*** Opening of Records supplied ***
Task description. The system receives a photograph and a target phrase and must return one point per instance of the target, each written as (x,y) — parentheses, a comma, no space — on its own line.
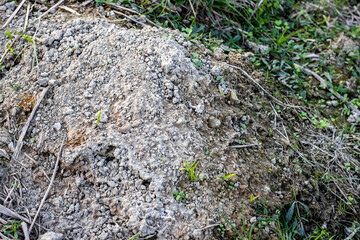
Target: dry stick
(27,17)
(86,3)
(13,14)
(244,146)
(117,7)
(25,230)
(259,86)
(210,226)
(124,15)
(22,135)
(53,7)
(69,10)
(50,185)
(6,211)
(323,82)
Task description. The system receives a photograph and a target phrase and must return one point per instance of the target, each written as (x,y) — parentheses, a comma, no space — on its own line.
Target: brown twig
(124,15)
(25,128)
(50,184)
(244,146)
(69,10)
(25,230)
(6,211)
(53,7)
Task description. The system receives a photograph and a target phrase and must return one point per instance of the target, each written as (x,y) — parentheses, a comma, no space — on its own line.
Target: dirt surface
(135,105)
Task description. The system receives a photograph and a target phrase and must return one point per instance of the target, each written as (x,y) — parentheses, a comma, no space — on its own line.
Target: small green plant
(8,33)
(16,88)
(224,177)
(180,196)
(190,169)
(135,237)
(221,229)
(12,229)
(98,118)
(195,60)
(303,115)
(252,197)
(290,222)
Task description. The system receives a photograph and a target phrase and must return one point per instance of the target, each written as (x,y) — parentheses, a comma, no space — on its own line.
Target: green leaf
(290,213)
(8,33)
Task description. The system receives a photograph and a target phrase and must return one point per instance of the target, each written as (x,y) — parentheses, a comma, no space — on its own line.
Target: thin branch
(6,211)
(13,14)
(25,230)
(50,185)
(25,128)
(323,83)
(53,7)
(244,146)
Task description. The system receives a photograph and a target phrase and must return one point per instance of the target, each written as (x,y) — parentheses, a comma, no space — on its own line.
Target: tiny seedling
(12,229)
(224,177)
(190,169)
(180,196)
(221,229)
(98,118)
(252,197)
(135,237)
(8,33)
(195,60)
(15,87)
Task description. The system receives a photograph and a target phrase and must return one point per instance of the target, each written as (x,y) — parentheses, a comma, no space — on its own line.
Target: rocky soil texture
(135,105)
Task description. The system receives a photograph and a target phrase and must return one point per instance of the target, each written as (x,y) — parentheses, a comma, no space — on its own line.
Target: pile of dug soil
(135,106)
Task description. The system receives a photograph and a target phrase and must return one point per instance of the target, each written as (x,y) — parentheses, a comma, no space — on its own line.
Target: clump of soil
(135,105)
*** Close of Records supplied ***
* Your instructions: The output has to match the data above line for line, except that pictures are dropped.

* Response below:
Task description. The system receives a photograph and a target phrase and must return one point per instance of the target, each written as (x,y) — parentheses, a comma, no space — on its own line.
Target: dry stick
(27,17)
(86,3)
(13,14)
(244,146)
(117,7)
(25,230)
(259,86)
(210,226)
(124,15)
(22,135)
(53,7)
(69,10)
(50,185)
(6,211)
(323,82)
Task description. The system receives a photograph and a target phrase and must return one point per instance of the target, each written as (x,y) — parentheses, a comma, no space — on its own line.
Target: brown twig
(124,15)
(25,128)
(50,184)
(244,146)
(69,10)
(25,230)
(6,211)
(53,7)
Task description. The system receives a photograph and a target phrase and must return one point per instance of the target, each written as (x,y) — parentheses, a comma, no space — on its own line.
Target: dirt surface
(135,105)
Task description. The system receives a photograph and a target phrase and must return one point per instance of the target, each written as (x,y) — parentheses, a comma, no space — on its own line.
Target: small green plant
(8,33)
(16,88)
(224,177)
(180,196)
(190,169)
(135,237)
(221,229)
(12,229)
(98,118)
(195,60)
(303,115)
(252,197)
(290,222)
Task description. The system receives a photograph and a target phrase and must return one point per instance of the target, each written as (x,y) — parentheses, a comma, no space — on its own line.
Target: green leaf
(290,213)
(8,33)
Task description. The system receives a photograph and a target phrase and must return one point per instance of the target, each written as (x,y) — parentheses, a comma, no space — on its own line.
Target: thin branch
(6,211)
(13,14)
(25,230)
(50,185)
(25,128)
(323,83)
(53,7)
(244,146)
Task description. The system receives a photograph and a target phrase and must return one point per instance of the target, each written as (x,y) — parentheses, a comma, no space — on its own line.
Target: tiny seedling
(12,229)
(224,177)
(190,169)
(180,196)
(221,229)
(98,118)
(252,197)
(135,237)
(8,33)
(195,60)
(15,87)
Task description. The system receives a photograph and a target phrase and must return one point per instance of the target, each written as (x,y) — parentheses, a comma, no space — on its own line.
Target: rocky soil texture
(135,105)
Task description. The system receives a photograph and a target phrase and must return one point per instance of the target, each written as (x,y) — parentheses, a comma, no space — on its own line.
Target: pile of dug soil
(135,106)
Task description. The system receives a photograph and a target phrase and must return one point per instance of the target, each written as (x,y) — parentheses, a comma, no space — on its own line.
Target: clump of soil
(135,105)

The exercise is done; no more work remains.